TASK INSTRUCTIONS: Among the entries, which lines carry the string "exact"? Copy every one.

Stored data
-- -- --

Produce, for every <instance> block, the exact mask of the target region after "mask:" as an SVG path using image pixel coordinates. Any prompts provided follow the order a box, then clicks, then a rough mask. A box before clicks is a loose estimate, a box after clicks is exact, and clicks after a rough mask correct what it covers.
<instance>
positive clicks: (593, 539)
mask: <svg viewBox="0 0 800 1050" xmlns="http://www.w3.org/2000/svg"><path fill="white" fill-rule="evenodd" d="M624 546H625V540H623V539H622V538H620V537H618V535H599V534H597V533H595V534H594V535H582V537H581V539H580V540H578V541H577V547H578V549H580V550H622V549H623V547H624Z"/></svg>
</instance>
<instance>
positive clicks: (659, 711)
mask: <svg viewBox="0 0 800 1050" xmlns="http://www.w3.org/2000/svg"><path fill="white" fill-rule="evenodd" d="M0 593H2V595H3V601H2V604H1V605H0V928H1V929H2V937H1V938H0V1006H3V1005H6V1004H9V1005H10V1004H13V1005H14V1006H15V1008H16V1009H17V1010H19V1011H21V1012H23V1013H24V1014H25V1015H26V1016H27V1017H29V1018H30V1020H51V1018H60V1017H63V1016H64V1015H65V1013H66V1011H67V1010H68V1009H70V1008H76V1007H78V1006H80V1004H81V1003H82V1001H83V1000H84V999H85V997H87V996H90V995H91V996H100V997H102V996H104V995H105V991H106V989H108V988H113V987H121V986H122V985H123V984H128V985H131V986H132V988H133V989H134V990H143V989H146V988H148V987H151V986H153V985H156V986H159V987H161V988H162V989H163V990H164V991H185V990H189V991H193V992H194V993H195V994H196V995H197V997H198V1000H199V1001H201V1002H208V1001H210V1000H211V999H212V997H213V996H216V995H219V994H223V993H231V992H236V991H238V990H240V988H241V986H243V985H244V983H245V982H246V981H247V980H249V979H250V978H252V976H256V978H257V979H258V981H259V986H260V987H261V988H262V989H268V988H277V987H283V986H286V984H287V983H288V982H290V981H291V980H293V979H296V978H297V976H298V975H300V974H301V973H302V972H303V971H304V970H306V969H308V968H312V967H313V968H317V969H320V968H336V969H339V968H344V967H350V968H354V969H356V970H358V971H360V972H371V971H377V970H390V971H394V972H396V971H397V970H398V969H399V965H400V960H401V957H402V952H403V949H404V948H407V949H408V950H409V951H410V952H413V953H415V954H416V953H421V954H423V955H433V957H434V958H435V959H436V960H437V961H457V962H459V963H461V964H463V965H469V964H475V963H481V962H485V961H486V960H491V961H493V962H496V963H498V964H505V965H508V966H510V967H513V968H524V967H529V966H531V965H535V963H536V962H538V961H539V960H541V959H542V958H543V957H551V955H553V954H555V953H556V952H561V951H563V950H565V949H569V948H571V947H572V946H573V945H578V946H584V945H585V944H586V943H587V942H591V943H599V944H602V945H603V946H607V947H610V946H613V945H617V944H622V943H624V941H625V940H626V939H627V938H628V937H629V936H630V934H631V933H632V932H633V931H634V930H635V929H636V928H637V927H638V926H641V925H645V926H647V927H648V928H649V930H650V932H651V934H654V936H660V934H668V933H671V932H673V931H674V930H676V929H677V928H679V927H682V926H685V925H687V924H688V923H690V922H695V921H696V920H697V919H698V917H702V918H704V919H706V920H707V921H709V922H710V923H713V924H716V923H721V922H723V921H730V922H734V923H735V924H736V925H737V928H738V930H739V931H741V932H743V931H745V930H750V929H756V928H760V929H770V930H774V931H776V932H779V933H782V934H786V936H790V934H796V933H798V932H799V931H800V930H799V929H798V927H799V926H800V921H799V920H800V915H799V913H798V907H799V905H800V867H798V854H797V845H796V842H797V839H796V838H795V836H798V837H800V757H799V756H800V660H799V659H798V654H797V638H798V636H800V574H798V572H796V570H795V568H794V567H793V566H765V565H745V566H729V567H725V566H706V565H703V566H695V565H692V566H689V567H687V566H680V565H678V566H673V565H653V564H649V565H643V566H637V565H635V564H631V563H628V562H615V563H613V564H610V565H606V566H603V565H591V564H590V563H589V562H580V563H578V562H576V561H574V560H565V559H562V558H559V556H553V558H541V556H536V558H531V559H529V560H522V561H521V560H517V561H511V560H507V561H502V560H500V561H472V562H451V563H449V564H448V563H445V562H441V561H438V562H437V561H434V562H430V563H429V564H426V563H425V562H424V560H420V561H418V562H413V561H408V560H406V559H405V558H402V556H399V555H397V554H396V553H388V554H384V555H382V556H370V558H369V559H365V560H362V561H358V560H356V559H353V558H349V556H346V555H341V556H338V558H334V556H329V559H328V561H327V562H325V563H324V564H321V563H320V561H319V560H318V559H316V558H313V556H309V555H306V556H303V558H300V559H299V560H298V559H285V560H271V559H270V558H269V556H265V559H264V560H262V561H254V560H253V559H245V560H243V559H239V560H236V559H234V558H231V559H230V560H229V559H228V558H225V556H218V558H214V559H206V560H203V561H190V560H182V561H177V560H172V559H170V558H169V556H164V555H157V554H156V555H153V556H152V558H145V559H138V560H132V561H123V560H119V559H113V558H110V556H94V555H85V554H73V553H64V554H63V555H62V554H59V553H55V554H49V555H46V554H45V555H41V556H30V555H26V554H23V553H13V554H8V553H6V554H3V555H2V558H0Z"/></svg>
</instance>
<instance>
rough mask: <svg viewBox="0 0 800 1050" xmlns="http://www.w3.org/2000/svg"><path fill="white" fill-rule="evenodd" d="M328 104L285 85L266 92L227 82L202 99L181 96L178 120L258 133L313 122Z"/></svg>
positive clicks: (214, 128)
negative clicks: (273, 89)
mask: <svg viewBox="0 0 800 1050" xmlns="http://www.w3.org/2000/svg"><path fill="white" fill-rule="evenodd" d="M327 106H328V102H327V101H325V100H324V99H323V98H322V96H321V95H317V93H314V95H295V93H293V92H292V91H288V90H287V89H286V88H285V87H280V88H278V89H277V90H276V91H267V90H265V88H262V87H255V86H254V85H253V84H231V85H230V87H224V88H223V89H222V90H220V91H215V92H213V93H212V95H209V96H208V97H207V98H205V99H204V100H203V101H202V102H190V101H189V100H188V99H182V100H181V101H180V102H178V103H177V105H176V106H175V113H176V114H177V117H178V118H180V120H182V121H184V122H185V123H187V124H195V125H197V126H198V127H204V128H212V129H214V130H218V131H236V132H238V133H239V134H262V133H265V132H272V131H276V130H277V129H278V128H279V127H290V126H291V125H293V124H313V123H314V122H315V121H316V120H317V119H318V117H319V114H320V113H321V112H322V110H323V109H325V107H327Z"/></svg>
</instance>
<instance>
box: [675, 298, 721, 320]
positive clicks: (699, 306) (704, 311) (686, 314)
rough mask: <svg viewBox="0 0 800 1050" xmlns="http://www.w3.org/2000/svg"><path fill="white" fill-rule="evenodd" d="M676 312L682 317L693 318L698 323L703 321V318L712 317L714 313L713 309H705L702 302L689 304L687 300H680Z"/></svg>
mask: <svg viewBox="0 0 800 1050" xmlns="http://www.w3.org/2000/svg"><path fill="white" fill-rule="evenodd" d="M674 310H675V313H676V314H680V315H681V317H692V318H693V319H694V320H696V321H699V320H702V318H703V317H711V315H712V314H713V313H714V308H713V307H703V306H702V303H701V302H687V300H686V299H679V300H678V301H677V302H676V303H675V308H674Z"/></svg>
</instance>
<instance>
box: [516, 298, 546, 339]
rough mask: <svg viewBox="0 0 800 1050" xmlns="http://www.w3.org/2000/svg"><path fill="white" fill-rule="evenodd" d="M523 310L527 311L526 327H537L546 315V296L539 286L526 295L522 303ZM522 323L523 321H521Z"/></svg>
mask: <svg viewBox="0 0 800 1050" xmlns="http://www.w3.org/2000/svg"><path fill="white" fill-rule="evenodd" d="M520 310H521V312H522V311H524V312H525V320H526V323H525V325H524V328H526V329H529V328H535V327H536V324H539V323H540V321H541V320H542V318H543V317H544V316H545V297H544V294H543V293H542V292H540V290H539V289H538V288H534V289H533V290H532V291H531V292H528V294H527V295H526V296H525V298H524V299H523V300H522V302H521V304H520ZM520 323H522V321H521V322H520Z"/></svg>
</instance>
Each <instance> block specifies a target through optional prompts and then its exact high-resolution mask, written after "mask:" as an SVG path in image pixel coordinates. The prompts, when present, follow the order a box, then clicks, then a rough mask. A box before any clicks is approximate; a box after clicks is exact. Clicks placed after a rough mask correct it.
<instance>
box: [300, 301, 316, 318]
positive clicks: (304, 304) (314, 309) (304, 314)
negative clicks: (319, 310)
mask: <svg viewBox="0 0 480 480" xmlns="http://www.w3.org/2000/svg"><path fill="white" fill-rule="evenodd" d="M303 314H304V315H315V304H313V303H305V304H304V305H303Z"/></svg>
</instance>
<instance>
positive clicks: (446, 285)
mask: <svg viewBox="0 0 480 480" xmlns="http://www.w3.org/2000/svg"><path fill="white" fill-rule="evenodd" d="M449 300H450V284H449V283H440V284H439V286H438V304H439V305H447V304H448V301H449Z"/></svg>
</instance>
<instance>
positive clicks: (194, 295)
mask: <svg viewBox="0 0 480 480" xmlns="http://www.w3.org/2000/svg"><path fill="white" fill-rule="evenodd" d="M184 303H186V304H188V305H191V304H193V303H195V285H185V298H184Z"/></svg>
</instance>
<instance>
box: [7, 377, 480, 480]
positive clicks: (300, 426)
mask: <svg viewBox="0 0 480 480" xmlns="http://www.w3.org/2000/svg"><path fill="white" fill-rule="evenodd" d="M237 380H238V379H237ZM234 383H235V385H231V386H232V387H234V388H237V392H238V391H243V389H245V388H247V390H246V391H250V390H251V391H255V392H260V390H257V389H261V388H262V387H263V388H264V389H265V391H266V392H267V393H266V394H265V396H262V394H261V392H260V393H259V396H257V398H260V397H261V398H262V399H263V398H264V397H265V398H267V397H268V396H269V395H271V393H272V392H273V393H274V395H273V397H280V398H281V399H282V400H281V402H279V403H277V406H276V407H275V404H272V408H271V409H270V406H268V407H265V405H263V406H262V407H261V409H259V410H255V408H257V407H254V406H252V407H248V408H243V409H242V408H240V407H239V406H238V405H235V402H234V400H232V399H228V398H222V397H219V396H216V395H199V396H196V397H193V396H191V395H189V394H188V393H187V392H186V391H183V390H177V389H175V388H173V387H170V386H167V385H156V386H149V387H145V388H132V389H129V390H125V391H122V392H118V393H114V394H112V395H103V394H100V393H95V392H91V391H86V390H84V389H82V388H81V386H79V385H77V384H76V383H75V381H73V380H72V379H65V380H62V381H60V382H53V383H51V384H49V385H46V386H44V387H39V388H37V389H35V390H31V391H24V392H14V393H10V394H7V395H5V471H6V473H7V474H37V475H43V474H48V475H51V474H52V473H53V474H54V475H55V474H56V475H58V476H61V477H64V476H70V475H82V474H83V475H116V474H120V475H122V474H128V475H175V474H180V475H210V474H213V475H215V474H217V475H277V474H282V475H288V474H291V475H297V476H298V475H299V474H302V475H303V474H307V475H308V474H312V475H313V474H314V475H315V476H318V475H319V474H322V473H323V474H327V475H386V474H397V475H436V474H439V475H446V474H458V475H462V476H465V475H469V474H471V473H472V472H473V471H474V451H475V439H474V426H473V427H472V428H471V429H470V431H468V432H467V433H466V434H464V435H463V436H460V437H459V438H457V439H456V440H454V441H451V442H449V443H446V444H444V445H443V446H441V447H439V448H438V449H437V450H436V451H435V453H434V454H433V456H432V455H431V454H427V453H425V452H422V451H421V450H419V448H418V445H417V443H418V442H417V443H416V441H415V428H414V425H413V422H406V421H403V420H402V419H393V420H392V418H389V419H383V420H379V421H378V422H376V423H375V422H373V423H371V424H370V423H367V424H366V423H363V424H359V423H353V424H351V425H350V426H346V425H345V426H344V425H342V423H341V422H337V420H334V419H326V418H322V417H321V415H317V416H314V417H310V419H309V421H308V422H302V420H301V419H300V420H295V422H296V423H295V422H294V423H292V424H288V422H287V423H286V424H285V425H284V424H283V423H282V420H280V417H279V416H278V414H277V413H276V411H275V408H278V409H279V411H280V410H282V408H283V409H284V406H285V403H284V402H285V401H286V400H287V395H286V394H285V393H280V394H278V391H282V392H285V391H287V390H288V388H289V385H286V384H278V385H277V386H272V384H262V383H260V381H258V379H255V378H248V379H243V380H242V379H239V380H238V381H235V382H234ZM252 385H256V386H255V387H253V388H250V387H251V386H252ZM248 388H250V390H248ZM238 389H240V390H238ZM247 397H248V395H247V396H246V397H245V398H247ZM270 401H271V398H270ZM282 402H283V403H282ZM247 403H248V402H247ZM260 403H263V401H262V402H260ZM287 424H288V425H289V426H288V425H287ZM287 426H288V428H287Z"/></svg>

-- -- --

ANSWER BOX:
Produce, for every <instance> block, the exact mask of the target region after "mask:" as an SVG path using image pixel coordinates. Any prompts provided follow the order a box, then clicks, then a rough mask. A box before clicks is a loose estimate, a box after clicks is exact, and clicks after a rough mask correct what it covers.
Each <instance> block specifies a target through optional prompts and then its exact high-resolution mask, written after "mask:" as an SVG path in image pixel coordinates. The prompts, when present, follow the order a box, then clicks, then a rough mask. A box before any clicks is approximate; a box after clicks is exact. Clicks placed after a rough mask correct it.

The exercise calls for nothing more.